Written exercise: Recast the items, from their start through the line containing "MULTIPOLYGON (((226 70, 234" inclusive, as a Markdown table with the columns Row and Item Line, one numbered row per line. Omit blank lines and leave the pictures out.

Records for the exercise:
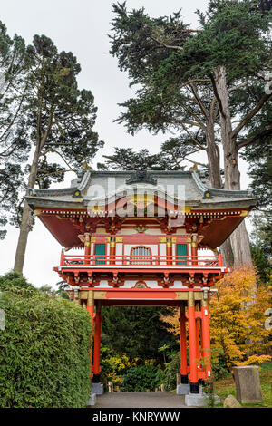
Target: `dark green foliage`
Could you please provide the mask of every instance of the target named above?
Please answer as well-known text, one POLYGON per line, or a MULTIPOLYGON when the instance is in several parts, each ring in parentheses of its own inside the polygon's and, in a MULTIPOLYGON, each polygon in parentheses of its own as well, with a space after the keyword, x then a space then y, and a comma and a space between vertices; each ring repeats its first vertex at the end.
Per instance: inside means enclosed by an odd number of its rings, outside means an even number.
POLYGON ((251 245, 251 254, 254 266, 257 268, 260 281, 264 284, 269 282, 270 276, 270 265, 267 259, 267 256, 264 250, 256 245, 251 245))
POLYGON ((16 216, 24 182, 21 165, 29 151, 26 122, 22 115, 26 63, 24 39, 17 34, 11 38, 0 21, 0 238, 6 234, 6 223, 16 216))
POLYGON ((155 359, 163 363, 163 353, 158 348, 170 343, 175 344, 175 337, 160 320, 161 314, 169 312, 155 307, 103 307, 102 342, 114 353, 125 353, 131 359, 155 359))
POLYGON ((229 373, 223 353, 219 356, 216 363, 211 358, 211 371, 213 380, 220 380, 228 376, 229 373))
POLYGON ((122 392, 155 391, 161 384, 163 376, 163 372, 155 365, 131 368, 125 373, 120 389, 122 392))
POLYGON ((86 310, 39 292, 0 293, 0 406, 84 407, 90 394, 86 310))
POLYGON ((36 291, 35 287, 28 283, 22 274, 15 271, 7 272, 4 276, 0 276, 0 291, 11 290, 11 289, 28 289, 36 291))
MULTIPOLYGON (((226 70, 234 124, 253 111, 264 94, 264 76, 271 69, 270 6, 250 0, 212 0, 207 13, 198 11, 198 30, 183 22, 180 12, 152 18, 144 8, 128 11, 125 3, 113 5, 113 12, 110 53, 128 72, 131 85, 137 84, 136 96, 121 103, 124 111, 117 121, 132 134, 142 128, 155 133, 178 131, 182 160, 209 149, 207 133, 216 144, 225 143, 214 132, 220 125, 215 70, 226 70)), ((258 141, 264 132, 271 135, 271 120, 259 125, 259 115, 253 113, 241 127, 247 131, 239 134, 240 129, 236 134, 238 149, 258 141)))
POLYGON ((172 391, 177 385, 177 373, 180 368, 180 353, 173 353, 170 357, 170 362, 166 363, 164 370, 163 384, 165 391, 172 391))

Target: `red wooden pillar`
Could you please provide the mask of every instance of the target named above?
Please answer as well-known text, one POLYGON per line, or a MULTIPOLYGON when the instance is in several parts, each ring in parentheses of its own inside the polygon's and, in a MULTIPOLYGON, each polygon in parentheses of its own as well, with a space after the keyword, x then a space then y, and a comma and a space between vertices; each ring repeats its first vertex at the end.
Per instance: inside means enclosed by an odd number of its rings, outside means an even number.
POLYGON ((191 242, 191 264, 198 265, 198 236, 194 234, 192 236, 191 242))
POLYGON ((202 356, 204 359, 206 378, 211 378, 210 365, 210 336, 209 336, 209 317, 208 300, 202 300, 201 303, 201 334, 202 334, 202 356))
POLYGON ((85 233, 85 243, 84 243, 84 264, 89 265, 91 260, 91 237, 88 232, 85 233))
POLYGON ((166 237, 166 264, 172 264, 172 241, 170 237, 166 237))
POLYGON ((101 324, 102 324, 102 306, 98 301, 95 313, 94 324, 94 343, 93 343, 93 363, 92 363, 92 382, 100 382, 100 344, 101 344, 101 324))
POLYGON ((90 350, 90 377, 92 377, 92 341, 93 341, 93 328, 94 328, 94 298, 93 291, 88 291, 87 298, 87 311, 90 315, 90 323, 91 323, 91 350, 90 350))
POLYGON ((116 237, 111 237, 110 239, 110 265, 115 264, 115 255, 116 255, 116 237))
POLYGON ((188 296, 188 325, 189 353, 189 389, 191 393, 199 393, 195 298, 194 292, 192 290, 189 291, 188 296))
POLYGON ((186 317, 185 305, 180 306, 180 370, 181 383, 188 383, 187 365, 187 341, 186 341, 186 317))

Exercise output:
| Row | Item Line |
|---|---|
| 1 | Target: `dark green foliage` |
| 2 | Could you please provide the mask of every instance of the target named above? |
| 3 | Please answer as well-known text, one POLYGON per line, or a MULTIPOLYGON when the instance is in several parts, each ring in parentheses of its own inside the polygon's and, in a MULTIPOLYGON, each polygon in parentheses of its own as well, with a space after the keyword, x then a space then y, and a comma and a space between vertices; each ring repeats its first vertex at the end. |
| 4 | Per instance: inside means enclosed by an odd number of its rings, outside means an even number. |
| 5 | POLYGON ((251 245, 251 254, 254 266, 257 268, 260 281, 264 284, 269 282, 270 276, 270 265, 267 259, 267 256, 264 250, 256 245, 251 245)) |
| 6 | POLYGON ((16 216, 24 182, 21 165, 29 151, 26 122, 22 115, 26 63, 24 39, 17 34, 11 38, 0 21, 0 238, 6 234, 6 223, 16 216)) |
| 7 | POLYGON ((155 359, 163 363, 163 353, 158 348, 170 343, 175 344, 175 337, 160 320, 161 314, 169 312, 155 307, 103 307, 102 342, 114 353, 125 353, 131 359, 155 359)) |
| 8 | POLYGON ((229 373, 223 353, 219 356, 216 363, 211 358, 211 371, 213 380, 220 380, 228 376, 229 373)) |
| 9 | POLYGON ((122 392, 155 391, 161 384, 163 376, 163 372, 155 365, 131 368, 125 373, 120 389, 122 392)) |
| 10 | POLYGON ((86 310, 39 292, 0 293, 0 406, 84 407, 90 394, 86 310)) |
| 11 | POLYGON ((36 291, 35 287, 28 283, 22 274, 15 271, 7 272, 4 276, 0 276, 0 291, 11 290, 11 289, 28 289, 36 291)) |
| 12 | MULTIPOLYGON (((226 70, 234 124, 253 111, 264 94, 264 76, 271 69, 270 6, 250 0, 212 0, 207 13, 198 11, 198 30, 183 22, 180 12, 152 18, 144 8, 128 11, 125 3, 113 5, 113 12, 110 53, 128 72, 131 85, 137 84, 136 96, 121 103, 124 111, 117 121, 132 134, 142 128, 155 133, 178 131, 182 160, 209 149, 207 133, 216 144, 225 143, 214 132, 220 125, 215 70, 226 70)), ((258 141, 264 132, 271 135, 271 120, 259 125, 259 115, 253 113, 241 127, 247 131, 239 134, 240 129, 236 134, 238 149, 258 141))) |